# EXTRAIT
Deux ans après, l’État réduit le permis de polluer d’Alteo en Méditerranée
Deux ans après, l’État réduit le permis de polluer d’Alteo en Méditerranée

Deux ans après, l’État réduit le permis de polluer d’Alteo en Méditerranée

Qui n’a pas joué un jour au limbo, cette danse où il faut se contorsionner pour passer sous une barre de plus en plus basse ? C’est l’exercice auquel va devoir se livrer l’usine d’alumine Alteo, qui rejette plusieurs centaines de milliers de litres par heure d’effluents pollués au large de Cassis. L’État envisage en effet de diminuer les seuils autorisés pour plusieurs substances, notamment l’arsenic.

La première barre avait été placée en décembre 2015. Après avoir déversé pendant des décennies des millions de tonnes de “boues rouges” en Méditerranée, via la longue canalisation qui serpente depuis Gardanne, l’exploitant s’est finalement vu interdire cette pollution en plein cœur du parc national des Calanques (voir notre dossier). Reste un rejet liquide, toujours pas conforme aux normes françaises pour six paramètres. À l’époque, le préfet des Bouches-du-Rhône avait donc signé une dérogation, déclenchant une polémique et plusieurs recours d’associations environnementales, toujours pas jugés.

Un peu plus de deux ans après, les services de l’État vont baisser la barre d’un nouveau cran. Selon nos informations, il s’agirait de réduire quatre des six valeurs dérogatoires fixées en décembre 2015. Pour le fer, élément très présent dans les boues rouges mais fortement réduit par le procédé de filtration développée ces dernières années, Alteo devrait se conformer à la valeur normale de 2 milligrammes par litre, contre 13 actuellement. Pour trois autres paramètres – aluminium, arsenic et demande chimique en oxygène (DCO) -, la réduction est de moitié. Les deux autres, dont le pH, pour lesquels l’enjeu est moindre mais aussi sur lesquels Alteo ne parvient pas à améliorer son rejet, sont inchangés.


Lecture du graphique : pour chaque polluant, vous pouvez visualiser de gauche à droite les valeurs limites fixées par l’arrêté actuel, celles qui devraient être proposées, la valeur limite nationale normale et enfin la moyenne et le maximum mesuré par l’industriel en 2017. Source : direction régionale de l’environnement.

Il s’agit de “constater des progrès sur la qualité de nos rejets, avec les investissements que nous avons réalisés, commente Éric Duchenne, directeur des opérations d’Alteo. Nous sommes déjà assez proches des seuils de 2021 [où la dérogation doit être levée, ndlr] et nous devrions être encore plus bas pour les métaux dès 2019.” Si l’industriel se garde bien de crier victoire, Harold Perillous, délégué CGT Alteo, estime que cette initiative de l’État “montre que l’entreprise arrive à respecter des seuils plus bas alors que personne ne pensait qu’on allait réussir. C’est un signal envoyé aux écologistes et aux opposants.”

# CONSIGNE ÉCRITE
Rédigez la suite de l'extrait sur les rejets de l'usine Alteo en Méditerranée, à partir de l'endroit où il s'arrête. Les données n'interviennent en rien ici.

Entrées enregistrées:
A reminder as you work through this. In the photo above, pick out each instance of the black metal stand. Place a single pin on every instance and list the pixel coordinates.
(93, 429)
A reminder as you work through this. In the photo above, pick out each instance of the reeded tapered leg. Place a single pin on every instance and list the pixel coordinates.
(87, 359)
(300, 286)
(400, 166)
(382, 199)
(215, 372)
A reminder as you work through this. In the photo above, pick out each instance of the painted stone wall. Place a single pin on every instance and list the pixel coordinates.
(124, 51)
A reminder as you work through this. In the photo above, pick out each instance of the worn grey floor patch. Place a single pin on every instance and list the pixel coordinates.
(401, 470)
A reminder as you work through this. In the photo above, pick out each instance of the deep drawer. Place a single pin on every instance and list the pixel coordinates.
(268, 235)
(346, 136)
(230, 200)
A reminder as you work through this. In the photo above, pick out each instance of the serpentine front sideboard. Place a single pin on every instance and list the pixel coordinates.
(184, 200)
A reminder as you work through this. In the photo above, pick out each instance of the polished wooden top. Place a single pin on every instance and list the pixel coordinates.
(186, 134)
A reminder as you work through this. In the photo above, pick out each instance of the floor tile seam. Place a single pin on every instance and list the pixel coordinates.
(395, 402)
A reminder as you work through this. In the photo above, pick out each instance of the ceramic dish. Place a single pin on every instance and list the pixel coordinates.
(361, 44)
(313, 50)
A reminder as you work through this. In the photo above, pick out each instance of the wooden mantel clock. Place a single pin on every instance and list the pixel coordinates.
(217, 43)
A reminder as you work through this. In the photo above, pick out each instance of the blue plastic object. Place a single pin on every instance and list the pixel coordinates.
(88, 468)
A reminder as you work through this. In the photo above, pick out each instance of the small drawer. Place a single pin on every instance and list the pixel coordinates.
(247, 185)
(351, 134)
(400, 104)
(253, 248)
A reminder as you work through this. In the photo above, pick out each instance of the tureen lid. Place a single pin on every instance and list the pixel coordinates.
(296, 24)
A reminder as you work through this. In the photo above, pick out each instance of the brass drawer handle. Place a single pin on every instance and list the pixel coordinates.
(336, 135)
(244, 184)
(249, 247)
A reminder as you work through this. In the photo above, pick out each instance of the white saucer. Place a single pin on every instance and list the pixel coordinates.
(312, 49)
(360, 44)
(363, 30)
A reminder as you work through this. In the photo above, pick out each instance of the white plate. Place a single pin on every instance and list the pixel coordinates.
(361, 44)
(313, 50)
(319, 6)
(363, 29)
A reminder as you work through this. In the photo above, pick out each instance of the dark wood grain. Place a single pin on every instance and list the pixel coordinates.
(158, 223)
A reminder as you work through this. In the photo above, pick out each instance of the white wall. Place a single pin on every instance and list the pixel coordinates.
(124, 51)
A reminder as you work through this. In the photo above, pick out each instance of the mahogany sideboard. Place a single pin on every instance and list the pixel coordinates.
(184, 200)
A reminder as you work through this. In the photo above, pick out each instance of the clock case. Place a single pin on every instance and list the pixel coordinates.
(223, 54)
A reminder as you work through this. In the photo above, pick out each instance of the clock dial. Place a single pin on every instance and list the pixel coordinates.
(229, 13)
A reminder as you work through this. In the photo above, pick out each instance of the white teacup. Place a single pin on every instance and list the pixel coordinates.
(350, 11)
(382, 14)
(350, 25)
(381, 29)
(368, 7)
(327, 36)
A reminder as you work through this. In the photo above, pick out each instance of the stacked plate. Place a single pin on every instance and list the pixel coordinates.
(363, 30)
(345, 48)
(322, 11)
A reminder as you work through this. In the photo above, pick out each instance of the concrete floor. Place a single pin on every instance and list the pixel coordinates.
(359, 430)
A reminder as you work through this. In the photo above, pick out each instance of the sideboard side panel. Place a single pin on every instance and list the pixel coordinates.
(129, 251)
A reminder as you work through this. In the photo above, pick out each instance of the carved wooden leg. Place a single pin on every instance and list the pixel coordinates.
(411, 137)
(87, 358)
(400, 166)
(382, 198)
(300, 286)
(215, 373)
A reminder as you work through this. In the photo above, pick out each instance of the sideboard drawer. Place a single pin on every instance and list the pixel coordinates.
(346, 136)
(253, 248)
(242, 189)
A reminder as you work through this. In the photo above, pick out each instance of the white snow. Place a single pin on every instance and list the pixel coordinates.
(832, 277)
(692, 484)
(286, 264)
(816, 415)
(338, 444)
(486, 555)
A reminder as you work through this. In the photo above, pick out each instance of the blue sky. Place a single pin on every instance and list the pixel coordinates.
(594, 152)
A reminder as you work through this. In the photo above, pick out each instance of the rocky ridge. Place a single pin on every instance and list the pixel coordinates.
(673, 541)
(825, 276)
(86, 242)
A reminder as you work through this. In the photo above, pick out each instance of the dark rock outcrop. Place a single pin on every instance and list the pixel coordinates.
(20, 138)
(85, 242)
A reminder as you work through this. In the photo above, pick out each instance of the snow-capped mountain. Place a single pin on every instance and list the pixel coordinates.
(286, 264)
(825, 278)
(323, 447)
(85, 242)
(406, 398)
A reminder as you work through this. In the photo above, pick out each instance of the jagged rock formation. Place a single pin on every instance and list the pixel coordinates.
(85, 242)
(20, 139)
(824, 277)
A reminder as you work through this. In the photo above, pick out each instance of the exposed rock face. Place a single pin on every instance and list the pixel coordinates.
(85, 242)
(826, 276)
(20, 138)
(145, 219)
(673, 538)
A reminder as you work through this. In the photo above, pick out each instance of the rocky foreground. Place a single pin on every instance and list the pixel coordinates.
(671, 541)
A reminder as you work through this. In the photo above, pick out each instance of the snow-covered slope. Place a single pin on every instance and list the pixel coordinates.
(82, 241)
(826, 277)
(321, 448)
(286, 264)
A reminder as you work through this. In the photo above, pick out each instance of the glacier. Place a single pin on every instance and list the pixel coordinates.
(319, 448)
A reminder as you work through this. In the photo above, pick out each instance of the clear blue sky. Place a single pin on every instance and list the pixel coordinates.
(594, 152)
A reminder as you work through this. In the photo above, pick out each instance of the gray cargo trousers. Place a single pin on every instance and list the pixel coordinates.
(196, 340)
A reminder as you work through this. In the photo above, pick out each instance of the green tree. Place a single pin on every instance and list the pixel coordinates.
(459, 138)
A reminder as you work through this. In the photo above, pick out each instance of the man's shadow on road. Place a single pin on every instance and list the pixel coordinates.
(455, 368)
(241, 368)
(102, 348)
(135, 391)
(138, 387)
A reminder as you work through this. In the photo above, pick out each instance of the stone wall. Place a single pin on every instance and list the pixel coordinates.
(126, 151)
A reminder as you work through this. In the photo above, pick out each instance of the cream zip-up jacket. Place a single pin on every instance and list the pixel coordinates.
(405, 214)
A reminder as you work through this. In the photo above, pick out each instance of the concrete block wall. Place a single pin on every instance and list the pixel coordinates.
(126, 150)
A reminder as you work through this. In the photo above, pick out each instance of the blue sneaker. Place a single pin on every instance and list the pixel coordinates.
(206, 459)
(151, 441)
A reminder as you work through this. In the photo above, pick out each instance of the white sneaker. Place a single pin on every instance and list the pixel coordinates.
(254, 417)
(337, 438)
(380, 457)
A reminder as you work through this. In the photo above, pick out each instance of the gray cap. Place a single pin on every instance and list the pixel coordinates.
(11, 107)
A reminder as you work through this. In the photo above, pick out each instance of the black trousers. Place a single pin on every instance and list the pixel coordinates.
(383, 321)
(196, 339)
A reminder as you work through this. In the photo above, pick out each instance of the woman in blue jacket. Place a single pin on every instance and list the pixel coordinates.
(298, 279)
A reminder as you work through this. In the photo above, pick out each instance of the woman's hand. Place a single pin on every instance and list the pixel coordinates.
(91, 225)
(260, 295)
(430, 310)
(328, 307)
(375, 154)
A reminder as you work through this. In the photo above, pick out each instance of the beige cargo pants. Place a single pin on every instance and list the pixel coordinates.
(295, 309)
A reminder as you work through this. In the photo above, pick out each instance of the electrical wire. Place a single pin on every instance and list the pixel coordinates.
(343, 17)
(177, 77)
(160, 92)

# BONNE RÉPONSE
Débat nourri à Paris

Pour autant, la nouvelle a été accueillie fraîchement par les syndicats. En amont de la consultation du public et des conseils municipaux des communes concernées, organisée par la préfecture du 18 mai au 18 juin, le dossier a été soumis pour avis au Conseil supérieur de la prévention des risques technologiques (CSPRT), instance nationale où sont représentés plusieurs ministères, associations, syndicats patronaux et de salariés ainsi que des élus locaux. Selon le compte-rendu de la séance du 13 février, que Marsactu a pu consulter, le débat a été nourri.

“Nous proposions de réduire davantage, mais nous avons fait face à une opposition des syndicats et du Medef, qui ne souhaitaient pas de réduction du tout”, confirme Solène Demonet, représentante de France nature environnement. La position du réseau associatif, rejoint par Jacky Bonnemains de l’association Robin des Bois, s’appuie sur les résultats des mesures de 2017, globalement bien plus faibles que les seuils proposés.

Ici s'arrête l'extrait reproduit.